ARBEITSANWEISUNG 1: Gib bitte alles aus dem Textauszug wortgetreu wieder, von „Nachgedacht“ bis hinunter zu „Zentrum der Fastenzeit.“.
ARBEITSANWEISUNG 2:
Stimmen diese Aussagen mit dem Textauszug überein? Beantworte jede mit Ja oder Nein und zitiere die entscheidenden Worte wörtlich.
(a) Menschen mit Verdacht auf ein ansteckendes Virus werden isoliert, damit sich die Krankheit nicht verbreitet.
(b) Der Ursprung des Wortes „Quarantäne“ liegt in Seuchenzeiten der Neuzeit.
(c) Der bewusste Rückzug für 40 Tage spielt für die Fastenzeit nur eine Nebenrolle.
ARBEITSANWEISUNG 3: Erkläre nach dem Textauszug in ein bis drei Sätzen, warum der Begriff „Quarantäne“ auch Anregungen für die Passionszeit bietet.
==== TEXTAUSZUG
Nachgedacht
Die Quarantäne als Passionszeit
globalstock/gettyimages.deAlleinsein kann auch gut sein11.03.2020 red Artikel: Download PDF Drucken Teilen Feedback
von Pfarrer Dr. Jeffrey Myers
In Zeiten des neuen Coronavirus assoziiert man das Wort „Quarantäne“ gleich mit einer ansteckenden Krankheit. Um eine Verbreitung der Krankheit zu verhindern, werden Menschen mit Verdacht auf ein ansteckendes Virus in Isolation versetzt, eben unter Quarantäne gestellt.
Quarantäne kommt von „40“
Weil aber der Ursprung des Wortes in Zeiten der Seuchen im Mittelalter auf die biblische Zahl „40“ verweist (quarantina di giorni) und das Sich-Zurückziehen in der Bibel berücksichtigt (vgl. 3. Buch Mose), bietet „Quarantäne“ als Begriff auch Anregungen für die Passionszeit. Denn die bewusste Entscheidung, sich für 40 Tage – zumindest innerlich – zurückzuziehen, liegt im Zentrum der Fastenzeit.
========
==== DATENAUSZÜGE
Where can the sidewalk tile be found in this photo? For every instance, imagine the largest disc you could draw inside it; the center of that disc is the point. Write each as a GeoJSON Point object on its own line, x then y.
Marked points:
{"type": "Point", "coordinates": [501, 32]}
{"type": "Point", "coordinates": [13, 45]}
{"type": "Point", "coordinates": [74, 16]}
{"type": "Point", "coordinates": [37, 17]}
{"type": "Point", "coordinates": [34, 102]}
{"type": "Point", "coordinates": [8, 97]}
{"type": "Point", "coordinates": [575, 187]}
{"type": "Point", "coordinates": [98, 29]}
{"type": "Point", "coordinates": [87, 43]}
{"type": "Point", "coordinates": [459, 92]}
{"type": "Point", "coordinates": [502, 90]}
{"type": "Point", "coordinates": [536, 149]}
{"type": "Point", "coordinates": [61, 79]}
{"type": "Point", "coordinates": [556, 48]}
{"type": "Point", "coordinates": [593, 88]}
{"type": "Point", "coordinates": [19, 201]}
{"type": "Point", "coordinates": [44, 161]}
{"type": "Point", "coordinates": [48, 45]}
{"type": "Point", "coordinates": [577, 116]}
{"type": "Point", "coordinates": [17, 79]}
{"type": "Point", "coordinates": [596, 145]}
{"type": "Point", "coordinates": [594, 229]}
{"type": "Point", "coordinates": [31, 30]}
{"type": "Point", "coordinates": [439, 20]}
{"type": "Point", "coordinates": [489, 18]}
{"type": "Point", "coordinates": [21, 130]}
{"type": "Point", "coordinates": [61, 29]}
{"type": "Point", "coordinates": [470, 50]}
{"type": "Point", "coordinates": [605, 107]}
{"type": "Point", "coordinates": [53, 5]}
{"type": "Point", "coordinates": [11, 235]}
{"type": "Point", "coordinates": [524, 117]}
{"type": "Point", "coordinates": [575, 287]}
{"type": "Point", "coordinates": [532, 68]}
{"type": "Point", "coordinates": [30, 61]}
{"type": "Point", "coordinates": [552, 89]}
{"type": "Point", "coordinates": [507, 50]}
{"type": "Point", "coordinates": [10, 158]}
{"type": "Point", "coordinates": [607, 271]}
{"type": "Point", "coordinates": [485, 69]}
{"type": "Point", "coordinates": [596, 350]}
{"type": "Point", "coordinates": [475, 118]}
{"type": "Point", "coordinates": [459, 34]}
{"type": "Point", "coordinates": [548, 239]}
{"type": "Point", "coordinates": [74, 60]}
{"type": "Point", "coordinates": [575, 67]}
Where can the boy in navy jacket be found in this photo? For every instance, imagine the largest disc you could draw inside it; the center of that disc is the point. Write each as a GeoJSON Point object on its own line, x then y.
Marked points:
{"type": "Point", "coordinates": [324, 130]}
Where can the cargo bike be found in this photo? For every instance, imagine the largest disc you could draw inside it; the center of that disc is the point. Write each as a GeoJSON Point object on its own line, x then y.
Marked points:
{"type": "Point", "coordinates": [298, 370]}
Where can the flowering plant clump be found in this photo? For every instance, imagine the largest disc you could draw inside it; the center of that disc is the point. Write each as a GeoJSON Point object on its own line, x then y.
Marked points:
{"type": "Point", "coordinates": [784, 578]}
========
ANTWORT ZUR AUFGABE 1:
Nachgedacht
Die Quarantäne als Passionszeit
globalstock/gettyimages.deAlleinsein kann auch gut sein11.03.2020 red Artikel: Download PDF Drucken Teilen Feedback
von Pfarrer Dr. Jeffrey Myers
In Zeiten des neuen Coronavirus assoziiert man das Wort „Quarantäne“ gleich mit einer ansteckenden Krankheit. Um eine Verbreitung der Krankheit zu verhindern, werden Menschen mit Verdacht auf ein ansteckendes Virus in Isolation versetzt, eben unter Quarantäne gestellt.
Quarantäne kommt von „40“
Weil aber der Ursprung des Wortes in Zeiten der Seuchen im Mittelalter auf die biblische Zahl „40“ verweist (quarantina di giorni) und das Sich-Zurückziehen in der Bibel berücksichtigt (vgl. 3. Buch Mose), bietet „Quarantäne“ als Begriff auch Anregungen für die Passionszeit. Denn die bewusste Entscheidung, sich für 40 Tage – zumindest innerlich – zurückzuziehen, liegt im Zentrum der Fastenzeit.

ANTWORT ZUR AUFGABE 2:
(a) Ja: „Um eine Verbreitung der Krankheit zu verhindern, werden Menschen mit Verdacht auf ein ansteckendes Virus in Isolation versetzt“
(b) Nein: „in Zeiten der Seuchen im Mittelalter“
(c) Nein: „liegt im Zentrum der Fastenzeit“

ANTWORT ZUR AUFGABE 3: Der Ursprung des Wortes aus den Seuchenzeiten des Mittelalters verweist auf die biblische Zahl 40 und berücksichtigt das Sich-Zurückziehen in der Bibel. Zudem liegt die bewusste Entscheidung, sich für 40 Tage zumindest innerlich zurückzuziehen, im Zentrum der Fastenzeit.